**EXERCISES:**
(a) Reproduce the part of the AI00 RWKV Server description starting at "2. After downloading" and ending at "quantization layers, etc.", word for word.
(b) Answer these questions from the AI00 RWKV Server description:
(i) Under which license is the server released?
(ii) In which path should a downloaded model be placed?
(iii) At what address is the WebUI opened when TLS is not enabled?
(c) Pick up the AI00 RWKV Server description after its last sentence and keep writing.

**SELECTED EXTRACT:**
AI00 RWKV Server is an inference API server for the RWKV language model based upon the web-rwkv inference engine.

It supports Vulkan parallel and concurrent batched inference and can run on all GPUs that support Vulkan. No need for Nvidia cards!!! AMD cards and even integrated graphics can be accelerated!!!

No need for bulky pytorch, CUDA and other runtime environments, it's compact and ready to use out of the box!

Compatible with OpenAI's ChatGPT API interface.

100% open source and commercially usable, under the MIT license.

If you are looking for a fast, efficient, and easy-to-use LLM API server, then AI00 RWKV Server is your best choice. It can be used for various tasks, including chatbots, text generation, translation, and Q&A.

Join the AI00 RWKV Server community now and experience the charm of AI!

QQ Group for communication: 30920262

💥Features

  • Based on the RWKV model, it has high performance and accuracy
  • Supports Vulkan inference acceleration, you can enjoy GPU acceleration without the need for CUDA! Supports AMD cards, integrated graphics, and all GPUs that support Vulkan
  • No need for bulky pytorch, CUDA and other runtime environments, it's compact and ready to use out of the box!
  • Compatible with OpenAI's ChatGPT API interface

⭕Usages

  • Chatbot
  • Text generation
  • Translation
  • Q&A
  • Any other tasks that LLM can do

👻Other

Installation, Compilation, and Usage

📦Download Pre-built Executables

  1. Directly download the latest version from Release

  2. After downloading the model, place the model in the assets/models/ path, for example, assets/models/RWKV-x060-World-3B-v2-20240228-ctx4096.st

  3. Optionally modify assets/configs/Config.toml for model configurations like model path, quantization layers, etc.

  4. Run in the command line

    $ ./ai00_rwkv_server
    
  5. Open the browser and visit the WebUI at http://localhost:65530 (https://localhost:65530 if tls is enabled)

[Stored data entries]
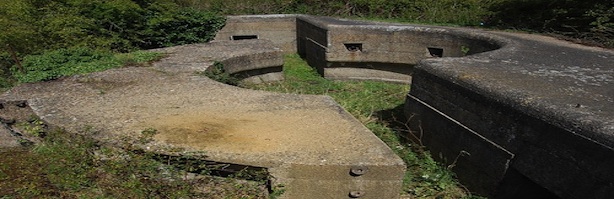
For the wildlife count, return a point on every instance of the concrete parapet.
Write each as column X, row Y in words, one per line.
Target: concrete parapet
column 515, row 114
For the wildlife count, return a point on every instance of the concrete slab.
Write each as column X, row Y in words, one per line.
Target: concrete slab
column 309, row 143
column 547, row 102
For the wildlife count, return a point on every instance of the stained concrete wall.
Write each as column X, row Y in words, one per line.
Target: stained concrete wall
column 280, row 29
column 498, row 108
column 345, row 49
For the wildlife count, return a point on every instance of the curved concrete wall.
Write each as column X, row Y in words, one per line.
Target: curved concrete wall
column 532, row 115
column 346, row 49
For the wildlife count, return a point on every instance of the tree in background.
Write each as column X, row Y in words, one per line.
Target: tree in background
column 582, row 19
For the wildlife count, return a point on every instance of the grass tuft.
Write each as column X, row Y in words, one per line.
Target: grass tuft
column 379, row 106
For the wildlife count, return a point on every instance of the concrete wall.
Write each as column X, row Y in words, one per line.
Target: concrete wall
column 280, row 29
column 498, row 108
column 343, row 49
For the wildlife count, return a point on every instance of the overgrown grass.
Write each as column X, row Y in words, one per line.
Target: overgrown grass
column 67, row 165
column 379, row 106
column 66, row 62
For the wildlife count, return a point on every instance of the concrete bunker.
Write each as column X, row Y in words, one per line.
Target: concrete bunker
column 474, row 95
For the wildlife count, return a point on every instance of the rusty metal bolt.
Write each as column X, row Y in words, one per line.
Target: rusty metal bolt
column 358, row 170
column 356, row 194
column 22, row 104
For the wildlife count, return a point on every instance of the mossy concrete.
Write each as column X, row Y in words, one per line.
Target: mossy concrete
column 308, row 142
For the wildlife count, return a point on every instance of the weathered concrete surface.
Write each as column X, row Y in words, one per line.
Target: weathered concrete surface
column 280, row 29
column 544, row 106
column 309, row 143
column 361, row 50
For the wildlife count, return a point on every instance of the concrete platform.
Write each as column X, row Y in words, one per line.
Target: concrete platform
column 517, row 115
column 309, row 144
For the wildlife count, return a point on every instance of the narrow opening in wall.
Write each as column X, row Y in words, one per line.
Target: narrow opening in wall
column 354, row 47
column 243, row 37
column 435, row 52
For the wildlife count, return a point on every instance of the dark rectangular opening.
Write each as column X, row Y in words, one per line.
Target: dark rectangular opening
column 435, row 52
column 243, row 37
column 353, row 47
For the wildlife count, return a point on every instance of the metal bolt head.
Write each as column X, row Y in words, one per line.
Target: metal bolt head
column 356, row 194
column 358, row 170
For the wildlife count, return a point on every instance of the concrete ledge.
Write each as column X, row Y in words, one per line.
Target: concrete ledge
column 551, row 111
column 509, row 110
column 253, row 61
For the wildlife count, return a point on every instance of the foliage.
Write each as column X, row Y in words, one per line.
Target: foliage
column 65, row 62
column 589, row 20
column 66, row 165
column 378, row 105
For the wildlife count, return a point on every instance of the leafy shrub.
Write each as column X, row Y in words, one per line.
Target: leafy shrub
column 590, row 19
column 180, row 27
column 118, row 25
column 218, row 73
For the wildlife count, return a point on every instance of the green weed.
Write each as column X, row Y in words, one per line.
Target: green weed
column 378, row 106
column 218, row 73
column 66, row 165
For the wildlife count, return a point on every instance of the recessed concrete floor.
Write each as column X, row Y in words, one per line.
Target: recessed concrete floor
column 309, row 143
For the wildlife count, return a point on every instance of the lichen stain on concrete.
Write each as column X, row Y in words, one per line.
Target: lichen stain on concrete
column 205, row 132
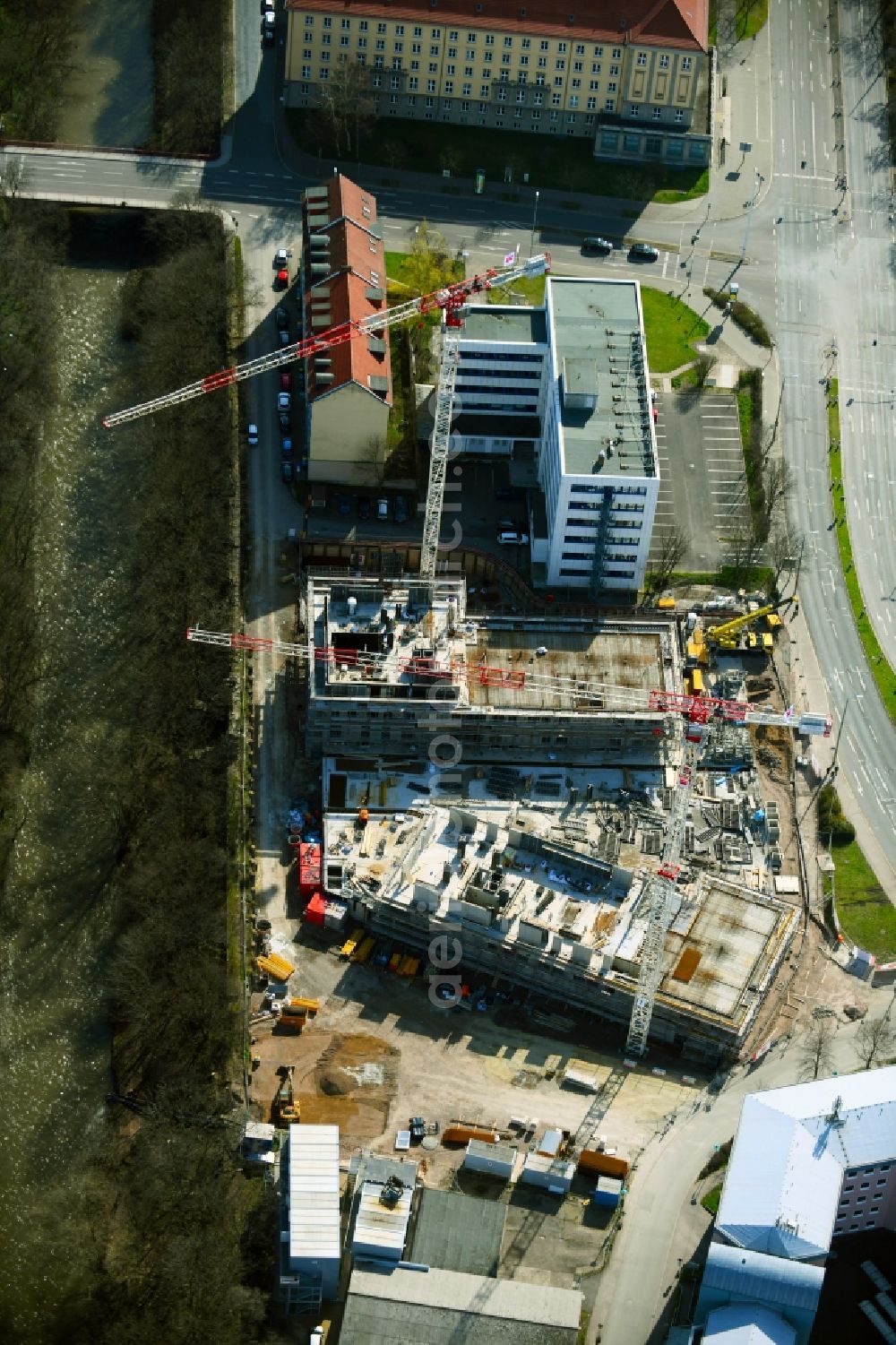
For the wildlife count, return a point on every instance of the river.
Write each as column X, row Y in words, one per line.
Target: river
column 108, row 96
column 54, row 1049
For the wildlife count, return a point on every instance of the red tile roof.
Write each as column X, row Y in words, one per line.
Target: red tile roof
column 658, row 23
column 357, row 266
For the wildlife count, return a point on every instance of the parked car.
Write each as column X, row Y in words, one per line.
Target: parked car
column 596, row 245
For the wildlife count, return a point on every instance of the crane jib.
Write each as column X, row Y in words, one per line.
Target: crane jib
column 220, row 380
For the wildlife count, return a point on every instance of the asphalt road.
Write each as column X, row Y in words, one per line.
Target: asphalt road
column 834, row 289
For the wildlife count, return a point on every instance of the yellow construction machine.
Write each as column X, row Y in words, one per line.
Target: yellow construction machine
column 727, row 636
column 286, row 1108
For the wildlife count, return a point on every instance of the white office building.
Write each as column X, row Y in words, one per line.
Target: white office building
column 564, row 393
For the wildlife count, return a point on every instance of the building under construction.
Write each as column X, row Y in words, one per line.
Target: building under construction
column 399, row 670
column 531, row 904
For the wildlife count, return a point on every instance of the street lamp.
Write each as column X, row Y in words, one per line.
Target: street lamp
column 534, row 220
column 750, row 211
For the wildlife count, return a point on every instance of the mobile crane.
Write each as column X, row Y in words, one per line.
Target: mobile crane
column 727, row 636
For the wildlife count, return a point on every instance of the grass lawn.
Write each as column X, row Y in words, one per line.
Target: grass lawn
column 864, row 910
column 711, row 1200
column 882, row 671
column 564, row 163
column 670, row 328
column 751, row 16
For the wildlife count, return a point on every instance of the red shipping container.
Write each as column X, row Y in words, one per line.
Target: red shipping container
column 316, row 910
column 310, row 861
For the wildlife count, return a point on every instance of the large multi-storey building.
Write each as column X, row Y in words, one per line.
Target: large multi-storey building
column 630, row 75
column 394, row 666
column 566, row 389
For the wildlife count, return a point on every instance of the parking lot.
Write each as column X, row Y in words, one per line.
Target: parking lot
column 702, row 470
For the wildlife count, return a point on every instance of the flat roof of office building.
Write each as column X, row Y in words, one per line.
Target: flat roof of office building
column 604, row 389
column 504, row 323
column 459, row 1232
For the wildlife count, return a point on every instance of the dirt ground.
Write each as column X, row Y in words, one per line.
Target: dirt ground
column 380, row 1052
column 343, row 1081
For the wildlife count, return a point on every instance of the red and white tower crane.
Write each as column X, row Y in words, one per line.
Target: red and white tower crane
column 692, row 711
column 450, row 298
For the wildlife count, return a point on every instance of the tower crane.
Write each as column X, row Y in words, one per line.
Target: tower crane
column 451, row 300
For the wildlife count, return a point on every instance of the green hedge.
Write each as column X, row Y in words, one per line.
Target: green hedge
column 831, row 821
column 743, row 315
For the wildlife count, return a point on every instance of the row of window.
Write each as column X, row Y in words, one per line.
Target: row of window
column 616, row 490
column 574, row 572
column 498, row 120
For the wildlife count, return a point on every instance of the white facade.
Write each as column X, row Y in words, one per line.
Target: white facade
column 313, row 1237
column 564, row 393
column 598, row 464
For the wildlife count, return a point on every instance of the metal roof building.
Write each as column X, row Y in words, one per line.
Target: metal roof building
column 791, row 1151
column 313, row 1235
column 381, row 1229
column 755, row 1282
column 743, row 1325
column 405, row 1306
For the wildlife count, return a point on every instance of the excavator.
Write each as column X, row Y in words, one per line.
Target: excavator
column 286, row 1108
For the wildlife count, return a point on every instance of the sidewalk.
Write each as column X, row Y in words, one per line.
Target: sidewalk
column 812, row 694
column 743, row 73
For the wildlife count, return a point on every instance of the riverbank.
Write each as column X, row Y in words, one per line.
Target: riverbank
column 115, row 931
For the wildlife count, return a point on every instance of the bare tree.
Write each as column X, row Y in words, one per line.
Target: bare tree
column 675, row 544
column 815, row 1049
column 780, row 486
column 743, row 552
column 782, row 549
column 348, row 104
column 874, row 1040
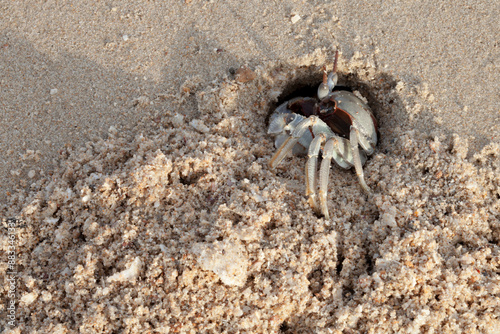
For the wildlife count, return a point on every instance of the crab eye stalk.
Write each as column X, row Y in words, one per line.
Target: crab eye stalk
column 323, row 91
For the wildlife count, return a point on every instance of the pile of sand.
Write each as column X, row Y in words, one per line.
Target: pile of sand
column 186, row 229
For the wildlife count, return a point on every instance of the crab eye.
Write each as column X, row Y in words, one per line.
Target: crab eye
column 323, row 91
column 289, row 118
column 332, row 80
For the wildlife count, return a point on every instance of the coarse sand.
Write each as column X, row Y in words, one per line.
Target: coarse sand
column 136, row 178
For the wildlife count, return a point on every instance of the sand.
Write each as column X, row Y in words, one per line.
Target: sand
column 136, row 186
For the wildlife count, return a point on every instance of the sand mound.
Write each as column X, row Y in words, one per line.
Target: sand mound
column 186, row 229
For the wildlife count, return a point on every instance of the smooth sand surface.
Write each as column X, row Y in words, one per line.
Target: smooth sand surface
column 135, row 155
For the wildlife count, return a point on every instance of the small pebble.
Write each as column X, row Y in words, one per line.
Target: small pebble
column 295, row 18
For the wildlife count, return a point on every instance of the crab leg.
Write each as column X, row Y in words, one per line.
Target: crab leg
column 353, row 138
column 290, row 142
column 311, row 164
column 324, row 173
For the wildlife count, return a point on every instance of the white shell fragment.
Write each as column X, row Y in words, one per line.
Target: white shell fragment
column 131, row 273
column 198, row 125
column 226, row 259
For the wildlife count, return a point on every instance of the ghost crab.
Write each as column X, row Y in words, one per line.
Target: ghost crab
column 336, row 123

**ANSWERS BELOW:**
(a)
2. After downloading the model, place the model in the assets/models/ path, for example, assets/models/RWKV-x060-World-3B-v2-20240228-ctx4096.st

  3. Optionally modify assets/configs/Config.toml for model configurations like model path, quantization layers, etc.

(b)
(i) The MIT license.
(ii) assets/models/
(iii) http://localhost:65530

(c)
📜(Optional) Build from Source

  1. Install Rust

  2. Clone this repository

    $ git clone https://github.com/cgisky1980/ai00_rwkv_server.git
    $ cd ai00_rwkv_server
    
  3. After downloading the model, place the model in the assets/models/ path, for example, assets/models/RWKV-x060-World-3B-v2-20240228-ctx4096.st

  4. Compile

    $ cargo build --release
    
  5. After compilation, run

    $ cargo run --release
    
  6. Open the browser and visit the WebUI at http://localhost:65530 (https://localhost:65530 if tls is enabled)

📒Convert the Model

It only supports Safetensors models with the .st extension now. Models saved with the .pth extension using torch need to be converted before use.

  1. Download the .pth model

  2. (Recommended) Run the python script convert_ai00.py or convert_safetensors.py:

    $ python assets/scripts/convert_ai00.py --input /path/to/model.pth --output /path/to/model.st
    

    Requirements: Python, with torch and safetensors installed.

  3. If you do not want to install python, In the Release you could find an executable called converter. Run

$ ./converter --input /path/to/model.pth --output /path/to/model.st
  1. If you are building from source, run
$ cargo run --release --package converter -- --input /path/to/model.pth --output /path/to/model.st
  1. Just like the steps mentioned above, place the model in the .st model in the assets/models/ path and modify the model path in assets/configs/Config.toml

📝Supported Arguments

  • --config: Configure file path (default: assets/configs/Config.toml)
  • --ip: The IP address the server is bound to
  • --port: Running port

📙Currently Available APIs

The API service starts at port 65530, and the data input and output format follow the Openai API specification. Note that some APIs like chat and completions have additional optional fields for advanced functionalities. Visit http://localhost:65530/api-docs for API schema.

  • /api/oai/v1/models
  • /api/oai/models
  • /api/oai/v1/chat/completions
  • /api/oai/chat/completions
  • /api/oai/v1/completions
  • /api/oai/completions
  • /api/oai/v1/embeddings
  • /api/oai/embeddings

The following is an out-of-box example of Ai00 API invocations in Python:

import openai

class Ai00:
    def __init__(self,model="model",port=65530,api_key="JUSTSECRET_KEY") :
        openai.api_base = f"http://127.0.0.1:{port}/api/oai"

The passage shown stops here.